== OBJECTIVE ==
Rewrite the material below with "Expected JSON output" swapped for "Sample JSON output" and everything else unchanged. Leave the pictures out.

== PROVIDED RECORDS ==
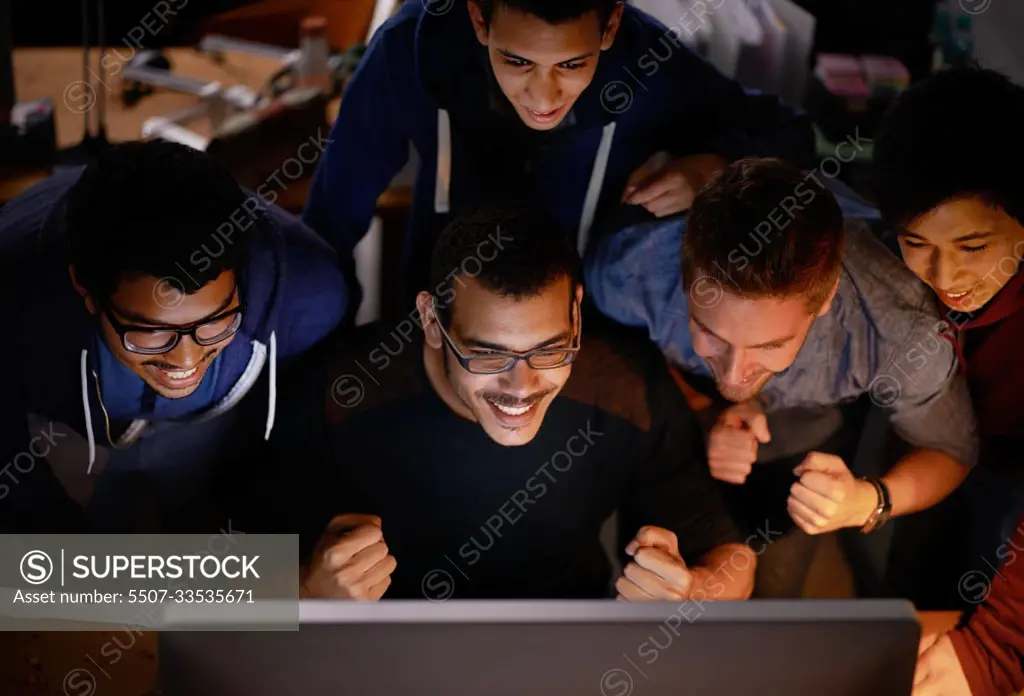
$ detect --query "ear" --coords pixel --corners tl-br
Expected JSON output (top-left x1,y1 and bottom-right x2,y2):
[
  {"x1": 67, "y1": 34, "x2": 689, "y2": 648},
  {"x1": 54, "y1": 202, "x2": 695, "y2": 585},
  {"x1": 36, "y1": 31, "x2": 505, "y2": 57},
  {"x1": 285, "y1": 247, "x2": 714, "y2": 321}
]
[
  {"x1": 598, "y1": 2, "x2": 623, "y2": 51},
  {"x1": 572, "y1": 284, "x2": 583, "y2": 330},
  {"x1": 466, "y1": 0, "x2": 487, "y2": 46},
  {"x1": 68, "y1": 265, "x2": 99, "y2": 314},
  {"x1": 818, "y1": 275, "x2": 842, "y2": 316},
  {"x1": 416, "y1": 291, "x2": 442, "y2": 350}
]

== ANSWER IN FULL ==
$ detect --query "ear" --coords pixel --corners tl-br
Sample JSON output (top-left x1,y1 and bottom-right x2,y2):
[
  {"x1": 67, "y1": 34, "x2": 689, "y2": 648},
  {"x1": 54, "y1": 202, "x2": 695, "y2": 585},
  {"x1": 36, "y1": 31, "x2": 505, "y2": 57},
  {"x1": 285, "y1": 247, "x2": 714, "y2": 321}
]
[
  {"x1": 598, "y1": 2, "x2": 623, "y2": 51},
  {"x1": 572, "y1": 284, "x2": 583, "y2": 330},
  {"x1": 466, "y1": 0, "x2": 487, "y2": 46},
  {"x1": 68, "y1": 265, "x2": 99, "y2": 314},
  {"x1": 818, "y1": 275, "x2": 842, "y2": 316},
  {"x1": 416, "y1": 291, "x2": 442, "y2": 350}
]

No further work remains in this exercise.